__TEXT SECTION__:
"""

The CSIRO, Australia’s national science agency, has been dedicated to the practical application of knowledge and science for society and industry since 1928. Today the CSIRO ranks in the top one per cent of world scientific institutions in twelve out of twenty-two research fields. CSIRO Health and Biosecurity conducts research into human health, including disease prevention, diagnosis and innovative treatment.

Pennie Taylor is the senior research dietitian at CSIRO Health and Biosecurity.

Dr Michael Conlon is a senior research scientist with CSIRO Food and Nutrition.

 

My View:
As a reader of my blog you will already be aware of how important I feel gut health is to all of us. This book is a very important addition to my Gut Health Library; it contains information and dietary advice on how to improve your gut health, the importance of resistance starch in our diet (not all fibre is created equally) and how to increase the amount of this in your diet.  It provides advice on how to maintain a low fodmap high fibre diet (FODMAP is an acronym for a group of poorly absorbed carbohydrates (sugars) in foods… P.34) and a useful chart comparing the fibre content of common foods and a Heathy Gut Eating Plan and a guide on how to use the recipes and sample meal plans provided in the book.

All in all very useful, well rounded book that provides accessible science, recipes and advice. Start your journey to good gut health today with The CSIRO Healthy Gut Diet book.

 

Review: Fodmap Friendly – Georgia McDermott

For the digestive challenged 🙂 

FODMAP Friendly Cover

Fodmap Friendly

95 Delicious Gluten – Free, Mostly Vegetarian Receipes suitable for the Digestively Challenged.

Georgia Mc Dermott

Macmillan Australia

ISBN: 9781760555467

RRP $34.99

 

Description:

A low-FODMAP diet is the simplest and most effective way to manage irritable bowel syndrome (IBS) and a range of other dietary intolerances.

 

Georgia McDermott is one of the 15 per cent of Australians who suffer from IBS. She is also a passionate home cook. She set out to find a way of managing her symptoms and discovered the low-FODMAP diet. At the same time, she chronicled her journey and her cooking experiments on her phenomenally successful blog and on Insta (@georgeats).

 

Now, in her first book FODMAP Friendly, Georgia shares over 90 recipes that are not only delicious, but will help relieve the uncomfortable symptoms of an unsettled gut.

"""

__RECORD EXTRACTS__:

"""

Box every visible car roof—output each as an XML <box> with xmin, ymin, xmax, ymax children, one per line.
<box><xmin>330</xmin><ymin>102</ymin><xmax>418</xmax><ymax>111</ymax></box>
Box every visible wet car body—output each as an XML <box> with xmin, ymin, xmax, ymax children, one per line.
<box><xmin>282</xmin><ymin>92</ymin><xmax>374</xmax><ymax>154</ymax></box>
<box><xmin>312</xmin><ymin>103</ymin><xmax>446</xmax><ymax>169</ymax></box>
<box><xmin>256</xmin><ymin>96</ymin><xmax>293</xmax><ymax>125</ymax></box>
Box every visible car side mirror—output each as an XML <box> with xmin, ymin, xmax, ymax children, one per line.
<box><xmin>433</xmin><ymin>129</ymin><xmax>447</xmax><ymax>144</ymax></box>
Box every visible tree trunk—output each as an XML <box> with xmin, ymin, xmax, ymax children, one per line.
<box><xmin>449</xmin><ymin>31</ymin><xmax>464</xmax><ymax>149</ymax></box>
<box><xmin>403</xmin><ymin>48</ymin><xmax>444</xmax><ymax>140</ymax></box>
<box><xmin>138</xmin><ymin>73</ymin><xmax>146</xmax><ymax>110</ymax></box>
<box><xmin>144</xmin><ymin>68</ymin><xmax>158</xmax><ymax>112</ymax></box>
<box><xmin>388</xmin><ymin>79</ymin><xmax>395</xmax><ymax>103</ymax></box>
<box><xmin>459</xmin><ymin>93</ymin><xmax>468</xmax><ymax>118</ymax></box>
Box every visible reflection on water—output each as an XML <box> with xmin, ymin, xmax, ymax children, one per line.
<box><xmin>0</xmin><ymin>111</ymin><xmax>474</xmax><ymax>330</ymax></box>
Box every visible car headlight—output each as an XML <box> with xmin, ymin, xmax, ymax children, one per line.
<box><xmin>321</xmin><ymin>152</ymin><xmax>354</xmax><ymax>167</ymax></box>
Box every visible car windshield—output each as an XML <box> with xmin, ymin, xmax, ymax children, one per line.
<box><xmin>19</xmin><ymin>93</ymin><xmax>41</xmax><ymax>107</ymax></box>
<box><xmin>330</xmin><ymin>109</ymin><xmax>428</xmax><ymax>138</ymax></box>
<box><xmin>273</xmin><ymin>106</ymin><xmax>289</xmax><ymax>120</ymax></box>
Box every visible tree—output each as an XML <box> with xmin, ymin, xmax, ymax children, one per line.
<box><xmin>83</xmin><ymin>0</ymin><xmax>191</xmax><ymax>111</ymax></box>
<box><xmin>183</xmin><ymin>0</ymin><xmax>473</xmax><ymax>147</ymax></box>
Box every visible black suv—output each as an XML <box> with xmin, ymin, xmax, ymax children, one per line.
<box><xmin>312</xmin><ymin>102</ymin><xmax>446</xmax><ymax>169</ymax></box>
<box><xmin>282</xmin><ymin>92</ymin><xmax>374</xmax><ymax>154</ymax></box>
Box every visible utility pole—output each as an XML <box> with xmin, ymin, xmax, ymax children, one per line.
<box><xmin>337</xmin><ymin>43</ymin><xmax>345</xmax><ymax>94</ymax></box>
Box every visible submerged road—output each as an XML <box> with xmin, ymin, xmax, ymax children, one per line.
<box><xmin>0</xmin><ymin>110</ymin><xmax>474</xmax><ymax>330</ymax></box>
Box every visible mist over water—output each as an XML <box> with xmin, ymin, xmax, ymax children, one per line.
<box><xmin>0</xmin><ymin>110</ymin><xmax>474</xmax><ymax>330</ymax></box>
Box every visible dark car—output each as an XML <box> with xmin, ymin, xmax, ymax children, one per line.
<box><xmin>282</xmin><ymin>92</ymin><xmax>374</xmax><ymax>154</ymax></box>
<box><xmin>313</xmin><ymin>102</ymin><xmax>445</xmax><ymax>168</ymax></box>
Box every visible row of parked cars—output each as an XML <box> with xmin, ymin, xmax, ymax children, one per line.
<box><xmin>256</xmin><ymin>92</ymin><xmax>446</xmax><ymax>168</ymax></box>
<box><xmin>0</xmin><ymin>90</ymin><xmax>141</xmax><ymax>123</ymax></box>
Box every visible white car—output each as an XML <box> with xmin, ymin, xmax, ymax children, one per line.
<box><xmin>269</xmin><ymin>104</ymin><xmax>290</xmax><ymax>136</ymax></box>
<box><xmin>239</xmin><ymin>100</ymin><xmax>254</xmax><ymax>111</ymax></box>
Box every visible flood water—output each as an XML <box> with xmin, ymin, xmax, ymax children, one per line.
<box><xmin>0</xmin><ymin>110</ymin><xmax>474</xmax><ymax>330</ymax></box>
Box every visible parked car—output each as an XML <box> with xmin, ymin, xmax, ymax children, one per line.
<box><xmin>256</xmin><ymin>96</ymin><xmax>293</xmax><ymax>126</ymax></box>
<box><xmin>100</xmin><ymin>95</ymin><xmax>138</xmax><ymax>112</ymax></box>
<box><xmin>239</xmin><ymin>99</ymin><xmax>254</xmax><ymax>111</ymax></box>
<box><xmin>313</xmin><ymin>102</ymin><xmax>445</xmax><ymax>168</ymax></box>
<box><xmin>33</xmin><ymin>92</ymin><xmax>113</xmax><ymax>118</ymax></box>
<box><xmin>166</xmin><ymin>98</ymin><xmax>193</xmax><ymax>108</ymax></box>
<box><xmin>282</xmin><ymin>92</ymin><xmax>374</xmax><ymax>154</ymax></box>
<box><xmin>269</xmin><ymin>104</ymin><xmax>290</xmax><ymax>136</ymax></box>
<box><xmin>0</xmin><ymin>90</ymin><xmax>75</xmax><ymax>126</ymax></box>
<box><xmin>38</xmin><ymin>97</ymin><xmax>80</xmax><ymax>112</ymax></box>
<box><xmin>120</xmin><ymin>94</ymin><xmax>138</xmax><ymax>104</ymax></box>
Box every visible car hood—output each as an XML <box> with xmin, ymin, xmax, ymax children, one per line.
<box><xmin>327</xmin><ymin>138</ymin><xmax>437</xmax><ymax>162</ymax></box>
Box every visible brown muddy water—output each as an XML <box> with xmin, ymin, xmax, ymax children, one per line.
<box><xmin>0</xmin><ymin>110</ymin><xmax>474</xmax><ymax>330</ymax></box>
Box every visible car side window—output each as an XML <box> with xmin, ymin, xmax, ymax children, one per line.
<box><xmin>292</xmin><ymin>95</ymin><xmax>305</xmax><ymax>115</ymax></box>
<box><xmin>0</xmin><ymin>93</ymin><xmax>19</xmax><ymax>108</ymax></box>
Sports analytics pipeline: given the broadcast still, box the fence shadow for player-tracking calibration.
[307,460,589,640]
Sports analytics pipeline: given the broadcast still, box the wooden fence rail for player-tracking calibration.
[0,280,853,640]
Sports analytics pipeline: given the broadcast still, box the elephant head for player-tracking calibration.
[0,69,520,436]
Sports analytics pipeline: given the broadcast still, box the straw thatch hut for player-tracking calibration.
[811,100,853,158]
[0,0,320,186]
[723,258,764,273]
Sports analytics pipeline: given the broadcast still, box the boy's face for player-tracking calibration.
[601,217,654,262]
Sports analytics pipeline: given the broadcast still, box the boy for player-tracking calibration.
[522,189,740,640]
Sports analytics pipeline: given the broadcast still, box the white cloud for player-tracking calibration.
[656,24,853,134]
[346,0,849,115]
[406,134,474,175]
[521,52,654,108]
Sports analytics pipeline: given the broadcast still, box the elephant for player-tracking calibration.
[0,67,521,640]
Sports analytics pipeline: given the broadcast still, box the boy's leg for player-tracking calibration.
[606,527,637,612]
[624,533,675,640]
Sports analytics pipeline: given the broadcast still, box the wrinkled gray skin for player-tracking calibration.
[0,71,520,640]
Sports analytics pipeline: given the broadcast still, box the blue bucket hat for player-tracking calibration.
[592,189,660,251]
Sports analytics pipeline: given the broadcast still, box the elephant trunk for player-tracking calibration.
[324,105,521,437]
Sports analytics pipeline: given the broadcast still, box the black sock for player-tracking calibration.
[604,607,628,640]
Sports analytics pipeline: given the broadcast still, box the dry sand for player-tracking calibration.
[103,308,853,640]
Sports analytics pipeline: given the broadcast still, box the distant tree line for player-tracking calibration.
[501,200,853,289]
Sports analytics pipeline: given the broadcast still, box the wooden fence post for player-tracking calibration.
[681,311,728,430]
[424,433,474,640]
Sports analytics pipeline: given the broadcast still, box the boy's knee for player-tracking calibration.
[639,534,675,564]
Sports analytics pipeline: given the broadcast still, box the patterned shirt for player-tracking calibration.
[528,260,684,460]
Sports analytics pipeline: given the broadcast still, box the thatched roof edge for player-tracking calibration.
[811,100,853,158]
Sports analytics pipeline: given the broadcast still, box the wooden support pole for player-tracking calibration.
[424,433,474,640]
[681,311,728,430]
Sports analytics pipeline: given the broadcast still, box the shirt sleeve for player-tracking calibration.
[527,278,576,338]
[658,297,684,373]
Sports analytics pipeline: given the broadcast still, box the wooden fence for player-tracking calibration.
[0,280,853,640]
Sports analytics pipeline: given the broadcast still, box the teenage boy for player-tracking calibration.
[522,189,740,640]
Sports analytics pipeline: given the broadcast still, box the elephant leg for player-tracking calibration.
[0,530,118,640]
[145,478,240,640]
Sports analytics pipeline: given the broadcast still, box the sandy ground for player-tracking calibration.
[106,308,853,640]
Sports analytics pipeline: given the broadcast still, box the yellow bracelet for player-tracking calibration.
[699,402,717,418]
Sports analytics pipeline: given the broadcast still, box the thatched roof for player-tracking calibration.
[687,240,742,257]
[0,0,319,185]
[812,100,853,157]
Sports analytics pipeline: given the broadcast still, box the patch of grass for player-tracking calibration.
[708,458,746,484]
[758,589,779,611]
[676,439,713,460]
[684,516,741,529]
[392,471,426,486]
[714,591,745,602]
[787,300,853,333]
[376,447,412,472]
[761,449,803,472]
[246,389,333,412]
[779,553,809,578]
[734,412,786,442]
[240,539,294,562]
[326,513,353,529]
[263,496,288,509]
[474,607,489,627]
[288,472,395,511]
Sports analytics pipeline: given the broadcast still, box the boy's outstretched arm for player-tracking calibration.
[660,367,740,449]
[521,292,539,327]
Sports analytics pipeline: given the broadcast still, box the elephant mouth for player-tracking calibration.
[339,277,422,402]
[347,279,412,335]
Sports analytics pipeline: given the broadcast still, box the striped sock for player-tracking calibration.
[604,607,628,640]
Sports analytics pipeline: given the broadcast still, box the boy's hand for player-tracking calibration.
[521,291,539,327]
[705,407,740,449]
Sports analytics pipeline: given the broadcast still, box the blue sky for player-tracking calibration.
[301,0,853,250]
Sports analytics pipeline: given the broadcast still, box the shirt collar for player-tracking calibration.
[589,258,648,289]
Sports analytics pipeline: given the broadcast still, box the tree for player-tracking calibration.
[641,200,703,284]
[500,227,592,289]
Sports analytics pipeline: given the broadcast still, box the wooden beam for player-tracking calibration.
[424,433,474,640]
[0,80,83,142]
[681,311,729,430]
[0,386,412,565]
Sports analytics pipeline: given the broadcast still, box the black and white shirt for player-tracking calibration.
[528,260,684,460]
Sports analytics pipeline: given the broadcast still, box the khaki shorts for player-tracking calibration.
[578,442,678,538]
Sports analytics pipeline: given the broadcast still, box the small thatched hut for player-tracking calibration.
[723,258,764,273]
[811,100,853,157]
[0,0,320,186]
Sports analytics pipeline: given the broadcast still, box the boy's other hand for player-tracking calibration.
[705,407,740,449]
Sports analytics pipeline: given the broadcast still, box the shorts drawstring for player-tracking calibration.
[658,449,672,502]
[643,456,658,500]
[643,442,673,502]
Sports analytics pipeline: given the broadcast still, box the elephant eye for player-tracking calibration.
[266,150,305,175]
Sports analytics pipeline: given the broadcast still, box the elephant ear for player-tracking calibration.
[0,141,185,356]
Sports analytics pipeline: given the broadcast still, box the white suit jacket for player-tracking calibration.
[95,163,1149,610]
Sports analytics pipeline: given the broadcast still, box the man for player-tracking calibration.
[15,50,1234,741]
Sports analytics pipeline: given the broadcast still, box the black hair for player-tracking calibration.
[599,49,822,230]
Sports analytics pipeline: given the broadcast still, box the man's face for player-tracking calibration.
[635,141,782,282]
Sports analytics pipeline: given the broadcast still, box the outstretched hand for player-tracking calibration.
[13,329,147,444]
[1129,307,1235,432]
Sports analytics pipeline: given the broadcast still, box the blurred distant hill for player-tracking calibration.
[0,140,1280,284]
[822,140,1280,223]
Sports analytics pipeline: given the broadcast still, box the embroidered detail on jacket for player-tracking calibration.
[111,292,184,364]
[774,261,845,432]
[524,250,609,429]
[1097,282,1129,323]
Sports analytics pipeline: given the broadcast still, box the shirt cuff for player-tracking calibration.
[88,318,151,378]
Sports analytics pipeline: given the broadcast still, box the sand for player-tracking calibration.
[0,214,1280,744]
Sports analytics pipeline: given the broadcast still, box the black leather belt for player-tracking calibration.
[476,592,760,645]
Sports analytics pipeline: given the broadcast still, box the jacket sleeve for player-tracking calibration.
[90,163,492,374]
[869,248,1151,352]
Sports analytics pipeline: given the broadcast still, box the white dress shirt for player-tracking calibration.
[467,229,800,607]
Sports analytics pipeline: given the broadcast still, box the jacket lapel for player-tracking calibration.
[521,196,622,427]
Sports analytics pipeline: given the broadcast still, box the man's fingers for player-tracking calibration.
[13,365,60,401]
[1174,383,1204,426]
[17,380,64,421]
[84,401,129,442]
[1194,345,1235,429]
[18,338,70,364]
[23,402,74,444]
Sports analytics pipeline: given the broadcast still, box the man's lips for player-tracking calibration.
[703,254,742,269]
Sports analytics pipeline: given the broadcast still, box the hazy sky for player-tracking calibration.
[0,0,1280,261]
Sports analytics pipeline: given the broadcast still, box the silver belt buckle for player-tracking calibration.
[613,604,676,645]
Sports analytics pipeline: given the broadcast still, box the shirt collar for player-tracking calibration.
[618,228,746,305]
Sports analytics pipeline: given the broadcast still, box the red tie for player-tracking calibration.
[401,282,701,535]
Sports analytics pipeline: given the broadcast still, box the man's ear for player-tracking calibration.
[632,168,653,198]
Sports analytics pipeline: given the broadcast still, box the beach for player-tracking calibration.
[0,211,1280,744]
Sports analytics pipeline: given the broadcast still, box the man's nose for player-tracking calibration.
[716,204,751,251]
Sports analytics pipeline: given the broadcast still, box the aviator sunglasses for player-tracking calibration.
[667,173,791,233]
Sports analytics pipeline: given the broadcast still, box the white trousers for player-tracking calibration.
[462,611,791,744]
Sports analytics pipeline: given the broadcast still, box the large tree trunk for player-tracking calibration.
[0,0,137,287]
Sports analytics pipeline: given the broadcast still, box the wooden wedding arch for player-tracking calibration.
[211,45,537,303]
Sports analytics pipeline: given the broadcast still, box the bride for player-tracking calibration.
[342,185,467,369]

"""

__ACTIVITIES__:
1. According to the gut health book reviews, what share of Australians suffer from IBS?
2. Using the gut health book reviews, decide whether each statement agrees with the text. Answer yes or no and quote the deciding words.
(a) The CSIRO has been working on the practical application of knowledge and science since 1928.
(b) Pennie Taylor is a senior research scientist with CSIRO Food and Nutrition.
(c) Georgia McDermott recorded her cooking experiments on Instagram.
3. Carry on writing the gut health book reviews from the point where they stop.

__OUTPUTS FOR THE TASKS__:
1. 15 per cent of Australians suffer from IBS.

2.
(a) Yes: "has been dedicated to the practical application of knowledge and science for society and industry since 1928"
(b) No: "Pennie Taylor is the senior research dietitian at CSIRO Health and Biosecurity."
(c) Yes: "she chronicled her journey and her cooking experiments on her phenomenally successful blog and on Insta (@georgeats)"

3.
Georgia creates food for all occasions, from colourful salads and hearty dinners to gorgeous savoury bites and full-blown baking extravaganzas. Accompanied by all-new photography, these recipes – most vegetarian and sometimes pescetarian – are tried and tested by Georgia to ensure that taste is never sacrificed in the pursuit of feeling well and comfortable.

 

Whether you’re following a low-FODMAP diet, suffer from food intolerances or experience gut-health issues OR you simply love great-tasting food that’s also good for you, this book, bursting with deliciousness, is for you.

 

 

My View:

This book is an excellent resource with many recipes that will soon be on my daily meal plan. I will put my hands up – I am digestively challenged, reflux is not my friend. A low *FODMAP diet is one I am keen to try.

 

*FODMAP stands for Fermentable Oligo-, Di-, Mono-saccharides and Polyols – types of carbohydrates that some people find hard to digest. Common FODMAPs include:

Fructose: A simple sugar found in many fruits, vegetables and added sugars.

Lactose: A carbohydrate found in dairy products like milk.

Fructans: Found in many foods, including gluten grains like wheat, spelt, rye and barley.

Galactans: Found in large amounts in legumes.

Polyols: Sugar alcohols like xylitol, sorbitol, maltitol and mannitol. They are found in some fruits and vegetables, and often used as sweeteners.

 

Georgia states (p. 10): “Digestive issues are extremely personal, and everyone has nuanced reaction to food. For example, I don’t tolerate many gr4ains (FODMAP friendly or not) so I only eat them occasionally, If onion and garlic don’t bother you? Add them! If the thought of tomatoes makes you nauseous? Don’t eat them. Remember the whole point is to feel better.  If something doesn’t sit well with you acknowledge it, work around it and substitute other foods.  This book will hopefully provide you with ideas and inspiration to experiment with a way of eating that suits you.”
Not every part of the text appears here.